Starting at the line that contains "Where can the t-shirt" and continuing through the end of the entries, write every line out again, requests included, and add 78 to each coordinate in the answer points. Leave the requests and their sample points unchanged.

####

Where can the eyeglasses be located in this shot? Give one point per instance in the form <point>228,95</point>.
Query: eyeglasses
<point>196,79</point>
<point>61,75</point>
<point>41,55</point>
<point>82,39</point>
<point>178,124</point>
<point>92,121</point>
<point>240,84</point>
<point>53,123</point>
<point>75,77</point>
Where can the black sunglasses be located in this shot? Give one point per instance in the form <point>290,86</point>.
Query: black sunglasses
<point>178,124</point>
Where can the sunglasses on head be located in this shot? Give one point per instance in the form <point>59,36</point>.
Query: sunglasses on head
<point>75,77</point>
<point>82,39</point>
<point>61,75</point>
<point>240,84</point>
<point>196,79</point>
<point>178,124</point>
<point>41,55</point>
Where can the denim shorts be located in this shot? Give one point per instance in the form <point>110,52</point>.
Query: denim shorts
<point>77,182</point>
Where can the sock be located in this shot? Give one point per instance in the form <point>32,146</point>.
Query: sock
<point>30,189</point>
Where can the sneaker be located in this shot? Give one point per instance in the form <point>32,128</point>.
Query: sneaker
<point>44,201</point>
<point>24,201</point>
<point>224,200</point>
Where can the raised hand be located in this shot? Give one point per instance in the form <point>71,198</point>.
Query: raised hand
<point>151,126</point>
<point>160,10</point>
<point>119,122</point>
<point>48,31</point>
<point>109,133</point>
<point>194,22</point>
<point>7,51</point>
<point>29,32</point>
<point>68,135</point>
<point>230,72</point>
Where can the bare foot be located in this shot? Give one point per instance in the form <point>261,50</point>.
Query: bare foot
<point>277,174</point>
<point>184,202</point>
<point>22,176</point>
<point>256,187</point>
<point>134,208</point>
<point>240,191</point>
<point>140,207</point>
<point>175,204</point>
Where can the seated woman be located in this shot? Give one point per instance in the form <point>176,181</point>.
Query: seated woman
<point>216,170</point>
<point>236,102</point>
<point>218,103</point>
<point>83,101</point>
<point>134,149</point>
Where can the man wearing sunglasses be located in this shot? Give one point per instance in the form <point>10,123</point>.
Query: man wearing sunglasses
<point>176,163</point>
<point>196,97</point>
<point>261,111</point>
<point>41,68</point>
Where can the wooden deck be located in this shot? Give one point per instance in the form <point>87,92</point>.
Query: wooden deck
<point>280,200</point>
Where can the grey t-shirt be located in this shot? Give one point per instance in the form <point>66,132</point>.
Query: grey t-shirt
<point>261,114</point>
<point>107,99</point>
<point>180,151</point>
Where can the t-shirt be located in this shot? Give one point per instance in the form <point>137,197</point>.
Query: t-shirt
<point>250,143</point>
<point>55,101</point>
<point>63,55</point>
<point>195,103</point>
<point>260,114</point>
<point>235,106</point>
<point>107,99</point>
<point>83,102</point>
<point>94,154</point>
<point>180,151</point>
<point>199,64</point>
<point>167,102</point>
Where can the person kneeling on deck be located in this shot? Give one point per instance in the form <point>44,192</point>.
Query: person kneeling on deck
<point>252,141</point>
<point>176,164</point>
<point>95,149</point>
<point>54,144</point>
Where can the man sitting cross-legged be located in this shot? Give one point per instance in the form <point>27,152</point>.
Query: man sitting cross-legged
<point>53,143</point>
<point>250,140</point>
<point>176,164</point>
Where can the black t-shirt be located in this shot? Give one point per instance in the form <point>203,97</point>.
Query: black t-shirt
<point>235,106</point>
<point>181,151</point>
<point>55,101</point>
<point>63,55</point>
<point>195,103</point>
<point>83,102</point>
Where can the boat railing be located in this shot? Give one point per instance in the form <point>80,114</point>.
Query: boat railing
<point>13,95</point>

####

## [Answer to this task]
Where can the t-shirt be located in this shot? Give one point per instance in the form <point>137,197</point>.
Query: t-shirt
<point>328,221</point>
<point>133,179</point>
<point>141,133</point>
<point>273,181</point>
<point>338,192</point>
<point>313,184</point>
<point>185,177</point>
<point>161,180</point>
<point>172,232</point>
<point>258,229</point>
<point>277,142</point>
<point>245,180</point>
Where can the person kneeling on deck be located in this shot? Give one point per instance in the form <point>44,192</point>.
Query: person kneeling on deck
<point>330,219</point>
<point>254,242</point>
<point>173,227</point>
<point>132,222</point>
Where can the man sitting cross-legged be located in this shot? Give one point per instance in the form <point>27,152</point>.
Query: man sitting cross-legged
<point>131,221</point>
<point>328,218</point>
<point>254,242</point>
Where can the black t-shirt be located in this shot? Give one point per instance in the form <point>203,97</point>.
Query: black t-shirt
<point>313,184</point>
<point>259,229</point>
<point>133,179</point>
<point>141,133</point>
<point>273,181</point>
<point>161,180</point>
Where can the boat railing be located in this shot? Give one point per instance in the form <point>80,114</point>.
Query: boat railing
<point>91,173</point>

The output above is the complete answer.